WORK INSTRUCTION.
From the records below, output exactly the lines running from the line containing "416, row 132" through the line containing "158, row 267", and no others.
>>>>
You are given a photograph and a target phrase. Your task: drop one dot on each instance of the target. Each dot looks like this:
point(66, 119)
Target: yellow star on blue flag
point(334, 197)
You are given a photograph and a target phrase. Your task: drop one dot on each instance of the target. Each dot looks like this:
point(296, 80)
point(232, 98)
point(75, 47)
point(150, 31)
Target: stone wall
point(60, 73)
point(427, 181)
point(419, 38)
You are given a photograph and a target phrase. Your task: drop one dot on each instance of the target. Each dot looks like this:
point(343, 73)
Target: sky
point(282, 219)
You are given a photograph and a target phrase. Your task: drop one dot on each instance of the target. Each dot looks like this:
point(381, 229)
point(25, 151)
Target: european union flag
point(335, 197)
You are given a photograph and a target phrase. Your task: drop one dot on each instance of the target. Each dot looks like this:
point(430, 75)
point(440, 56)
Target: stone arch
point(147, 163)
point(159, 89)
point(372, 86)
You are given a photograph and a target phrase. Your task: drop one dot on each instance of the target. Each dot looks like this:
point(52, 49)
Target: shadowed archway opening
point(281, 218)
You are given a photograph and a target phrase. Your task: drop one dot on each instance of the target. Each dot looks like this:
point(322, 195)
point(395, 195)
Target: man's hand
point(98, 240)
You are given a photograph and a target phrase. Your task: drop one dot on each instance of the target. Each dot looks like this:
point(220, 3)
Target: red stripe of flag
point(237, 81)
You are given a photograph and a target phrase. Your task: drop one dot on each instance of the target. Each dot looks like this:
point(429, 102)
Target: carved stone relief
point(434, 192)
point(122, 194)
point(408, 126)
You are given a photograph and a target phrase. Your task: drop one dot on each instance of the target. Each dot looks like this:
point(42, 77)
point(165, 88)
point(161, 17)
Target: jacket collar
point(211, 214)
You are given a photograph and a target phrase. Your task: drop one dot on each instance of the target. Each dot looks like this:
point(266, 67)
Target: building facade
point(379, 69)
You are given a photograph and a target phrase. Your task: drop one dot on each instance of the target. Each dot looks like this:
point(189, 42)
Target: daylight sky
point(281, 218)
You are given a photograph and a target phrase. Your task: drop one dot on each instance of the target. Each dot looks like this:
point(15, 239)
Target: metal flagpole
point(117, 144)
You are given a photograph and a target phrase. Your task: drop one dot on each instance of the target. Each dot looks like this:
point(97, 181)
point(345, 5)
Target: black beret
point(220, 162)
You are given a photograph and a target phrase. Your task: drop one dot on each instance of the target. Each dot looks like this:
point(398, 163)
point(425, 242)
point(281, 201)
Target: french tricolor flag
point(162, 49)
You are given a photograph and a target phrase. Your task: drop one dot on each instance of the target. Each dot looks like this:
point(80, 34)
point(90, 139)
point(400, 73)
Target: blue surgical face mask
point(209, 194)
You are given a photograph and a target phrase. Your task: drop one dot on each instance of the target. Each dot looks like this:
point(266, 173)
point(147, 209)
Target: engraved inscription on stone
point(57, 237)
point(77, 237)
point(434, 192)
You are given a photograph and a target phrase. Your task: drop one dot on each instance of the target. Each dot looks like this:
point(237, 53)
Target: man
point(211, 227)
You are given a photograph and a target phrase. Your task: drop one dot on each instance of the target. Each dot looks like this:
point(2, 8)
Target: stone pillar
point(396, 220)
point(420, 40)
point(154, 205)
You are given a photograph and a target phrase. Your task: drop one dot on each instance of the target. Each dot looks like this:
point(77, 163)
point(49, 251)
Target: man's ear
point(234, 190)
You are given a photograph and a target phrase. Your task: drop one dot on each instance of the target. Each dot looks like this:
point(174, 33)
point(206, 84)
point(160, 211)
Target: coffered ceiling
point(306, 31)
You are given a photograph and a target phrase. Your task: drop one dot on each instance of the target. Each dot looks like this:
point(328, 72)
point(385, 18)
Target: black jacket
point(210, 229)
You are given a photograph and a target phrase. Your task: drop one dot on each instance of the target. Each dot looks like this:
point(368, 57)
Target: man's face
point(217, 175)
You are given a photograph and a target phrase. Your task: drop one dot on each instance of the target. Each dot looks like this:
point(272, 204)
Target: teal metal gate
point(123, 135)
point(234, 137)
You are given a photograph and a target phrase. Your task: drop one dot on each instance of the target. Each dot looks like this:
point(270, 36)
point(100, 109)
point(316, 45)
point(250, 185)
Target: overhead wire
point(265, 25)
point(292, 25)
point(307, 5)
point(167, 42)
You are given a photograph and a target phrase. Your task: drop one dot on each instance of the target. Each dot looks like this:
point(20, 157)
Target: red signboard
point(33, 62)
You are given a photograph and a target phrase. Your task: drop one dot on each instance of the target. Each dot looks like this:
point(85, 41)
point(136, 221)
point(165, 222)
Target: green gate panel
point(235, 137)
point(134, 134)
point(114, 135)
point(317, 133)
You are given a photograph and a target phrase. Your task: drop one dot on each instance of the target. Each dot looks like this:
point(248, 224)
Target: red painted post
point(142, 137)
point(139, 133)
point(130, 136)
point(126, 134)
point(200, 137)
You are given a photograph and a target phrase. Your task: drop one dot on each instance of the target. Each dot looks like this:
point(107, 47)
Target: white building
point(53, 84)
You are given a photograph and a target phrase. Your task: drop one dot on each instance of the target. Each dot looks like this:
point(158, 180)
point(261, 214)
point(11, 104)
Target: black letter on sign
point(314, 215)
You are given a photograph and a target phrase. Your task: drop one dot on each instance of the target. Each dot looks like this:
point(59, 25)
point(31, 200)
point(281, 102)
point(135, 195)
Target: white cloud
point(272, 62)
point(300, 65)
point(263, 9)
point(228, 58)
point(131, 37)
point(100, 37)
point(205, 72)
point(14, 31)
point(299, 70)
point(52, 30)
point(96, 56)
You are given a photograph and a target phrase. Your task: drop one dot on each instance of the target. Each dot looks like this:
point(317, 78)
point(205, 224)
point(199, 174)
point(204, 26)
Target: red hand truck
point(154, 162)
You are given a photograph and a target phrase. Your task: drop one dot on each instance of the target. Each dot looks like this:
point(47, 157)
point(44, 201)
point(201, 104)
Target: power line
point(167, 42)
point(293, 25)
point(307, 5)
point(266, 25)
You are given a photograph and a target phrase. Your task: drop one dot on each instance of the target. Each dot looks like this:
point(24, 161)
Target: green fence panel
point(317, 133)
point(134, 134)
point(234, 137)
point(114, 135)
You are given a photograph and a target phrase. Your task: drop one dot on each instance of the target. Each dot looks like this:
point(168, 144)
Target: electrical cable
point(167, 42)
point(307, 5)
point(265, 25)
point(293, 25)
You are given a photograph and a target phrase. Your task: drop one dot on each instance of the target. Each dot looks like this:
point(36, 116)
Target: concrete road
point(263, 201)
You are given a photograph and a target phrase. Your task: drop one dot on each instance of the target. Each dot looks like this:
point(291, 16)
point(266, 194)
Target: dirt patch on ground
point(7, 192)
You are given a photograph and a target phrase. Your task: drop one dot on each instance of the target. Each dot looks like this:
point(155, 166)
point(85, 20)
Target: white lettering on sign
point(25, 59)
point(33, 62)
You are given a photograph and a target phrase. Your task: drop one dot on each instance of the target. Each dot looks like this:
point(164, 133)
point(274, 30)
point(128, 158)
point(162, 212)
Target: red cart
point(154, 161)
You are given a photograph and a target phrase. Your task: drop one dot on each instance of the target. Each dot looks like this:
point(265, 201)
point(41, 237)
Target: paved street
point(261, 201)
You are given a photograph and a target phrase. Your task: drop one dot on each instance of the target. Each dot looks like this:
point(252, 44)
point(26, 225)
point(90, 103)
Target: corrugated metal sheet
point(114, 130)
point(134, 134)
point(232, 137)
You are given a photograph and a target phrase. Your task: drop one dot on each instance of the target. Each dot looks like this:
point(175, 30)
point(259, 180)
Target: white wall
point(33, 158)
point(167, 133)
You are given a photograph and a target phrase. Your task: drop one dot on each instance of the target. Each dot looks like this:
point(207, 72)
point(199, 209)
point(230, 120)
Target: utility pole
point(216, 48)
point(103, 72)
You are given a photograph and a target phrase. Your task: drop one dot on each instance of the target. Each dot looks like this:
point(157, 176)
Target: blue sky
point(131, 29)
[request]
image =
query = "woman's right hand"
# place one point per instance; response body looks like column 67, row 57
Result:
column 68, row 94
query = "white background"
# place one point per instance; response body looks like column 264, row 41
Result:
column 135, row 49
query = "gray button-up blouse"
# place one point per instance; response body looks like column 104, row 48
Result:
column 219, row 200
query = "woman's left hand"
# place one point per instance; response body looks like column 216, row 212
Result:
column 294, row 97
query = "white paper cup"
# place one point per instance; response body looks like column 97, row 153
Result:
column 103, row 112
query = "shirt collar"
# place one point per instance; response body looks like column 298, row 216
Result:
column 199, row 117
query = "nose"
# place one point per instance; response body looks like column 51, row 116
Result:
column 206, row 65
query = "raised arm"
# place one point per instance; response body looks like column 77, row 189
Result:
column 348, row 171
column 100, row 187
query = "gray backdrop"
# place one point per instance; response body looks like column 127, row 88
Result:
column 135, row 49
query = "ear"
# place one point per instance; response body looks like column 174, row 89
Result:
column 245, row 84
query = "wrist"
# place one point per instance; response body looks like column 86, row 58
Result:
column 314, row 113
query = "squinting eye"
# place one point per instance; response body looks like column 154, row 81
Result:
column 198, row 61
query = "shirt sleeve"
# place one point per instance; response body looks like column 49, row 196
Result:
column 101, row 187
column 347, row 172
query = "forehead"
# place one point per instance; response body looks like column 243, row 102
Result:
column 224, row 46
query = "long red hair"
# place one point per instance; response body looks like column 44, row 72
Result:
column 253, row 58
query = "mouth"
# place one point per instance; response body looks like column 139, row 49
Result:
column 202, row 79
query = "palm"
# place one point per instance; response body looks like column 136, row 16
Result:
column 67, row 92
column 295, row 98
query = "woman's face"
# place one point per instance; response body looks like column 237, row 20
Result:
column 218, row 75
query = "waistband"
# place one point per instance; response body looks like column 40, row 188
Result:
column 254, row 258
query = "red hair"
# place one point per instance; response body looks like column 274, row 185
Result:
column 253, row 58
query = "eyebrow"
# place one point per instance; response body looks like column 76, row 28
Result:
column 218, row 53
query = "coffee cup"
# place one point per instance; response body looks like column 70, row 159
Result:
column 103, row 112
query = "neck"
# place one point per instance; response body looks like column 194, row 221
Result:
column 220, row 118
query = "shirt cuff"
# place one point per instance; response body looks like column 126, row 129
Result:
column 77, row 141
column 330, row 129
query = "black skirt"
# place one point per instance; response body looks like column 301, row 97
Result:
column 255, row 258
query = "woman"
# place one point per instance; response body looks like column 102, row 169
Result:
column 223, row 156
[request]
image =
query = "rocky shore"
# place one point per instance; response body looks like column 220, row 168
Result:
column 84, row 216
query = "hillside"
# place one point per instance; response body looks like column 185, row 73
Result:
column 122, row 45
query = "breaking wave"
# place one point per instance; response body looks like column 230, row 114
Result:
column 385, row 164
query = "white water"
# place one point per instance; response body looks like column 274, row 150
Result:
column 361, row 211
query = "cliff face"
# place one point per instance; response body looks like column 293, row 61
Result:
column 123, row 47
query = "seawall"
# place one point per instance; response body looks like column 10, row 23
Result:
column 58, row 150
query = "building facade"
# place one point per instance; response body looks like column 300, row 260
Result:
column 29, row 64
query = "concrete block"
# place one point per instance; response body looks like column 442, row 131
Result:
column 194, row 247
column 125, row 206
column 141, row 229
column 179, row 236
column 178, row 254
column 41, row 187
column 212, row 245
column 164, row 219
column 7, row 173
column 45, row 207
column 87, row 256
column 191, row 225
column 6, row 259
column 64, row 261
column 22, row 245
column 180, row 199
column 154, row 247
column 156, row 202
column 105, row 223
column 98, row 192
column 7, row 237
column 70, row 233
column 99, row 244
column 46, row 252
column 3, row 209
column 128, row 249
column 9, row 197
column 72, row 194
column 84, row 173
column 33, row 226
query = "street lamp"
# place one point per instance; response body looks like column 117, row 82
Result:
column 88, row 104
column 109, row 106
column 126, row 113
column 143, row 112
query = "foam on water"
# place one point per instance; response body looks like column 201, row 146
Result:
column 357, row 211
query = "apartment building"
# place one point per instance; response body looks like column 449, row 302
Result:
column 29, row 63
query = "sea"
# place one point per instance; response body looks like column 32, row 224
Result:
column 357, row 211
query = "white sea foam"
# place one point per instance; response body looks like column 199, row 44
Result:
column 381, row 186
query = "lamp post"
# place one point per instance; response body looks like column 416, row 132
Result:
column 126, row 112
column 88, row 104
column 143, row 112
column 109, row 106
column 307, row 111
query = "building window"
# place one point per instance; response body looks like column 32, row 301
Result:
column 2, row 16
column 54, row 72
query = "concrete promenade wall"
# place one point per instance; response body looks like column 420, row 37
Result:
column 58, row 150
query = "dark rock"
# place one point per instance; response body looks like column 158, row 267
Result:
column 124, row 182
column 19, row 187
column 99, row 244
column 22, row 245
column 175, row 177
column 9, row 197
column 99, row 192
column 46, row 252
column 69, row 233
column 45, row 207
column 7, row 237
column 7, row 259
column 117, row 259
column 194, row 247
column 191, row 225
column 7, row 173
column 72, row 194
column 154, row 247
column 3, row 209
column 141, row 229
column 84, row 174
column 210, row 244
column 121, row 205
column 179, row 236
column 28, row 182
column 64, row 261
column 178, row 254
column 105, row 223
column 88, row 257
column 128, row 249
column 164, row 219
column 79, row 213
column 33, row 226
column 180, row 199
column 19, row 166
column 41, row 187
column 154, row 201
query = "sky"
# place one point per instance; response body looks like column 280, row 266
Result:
<<<<
SOLVED EXERCISE.
# place one point per instance; response body looks like column 416, row 132
Result:
column 126, row 112
column 88, row 104
column 143, row 112
column 109, row 106
column 307, row 111
query = "building window"
# place one point per instance; response body looks like column 32, row 301
Result:
column 2, row 16
column 54, row 72
query = "concrete promenade wall"
# place one point per instance; response body looks like column 420, row 37
Result:
column 58, row 150
query = "dark rock"
# place one point per instance; response body looks like column 158, row 267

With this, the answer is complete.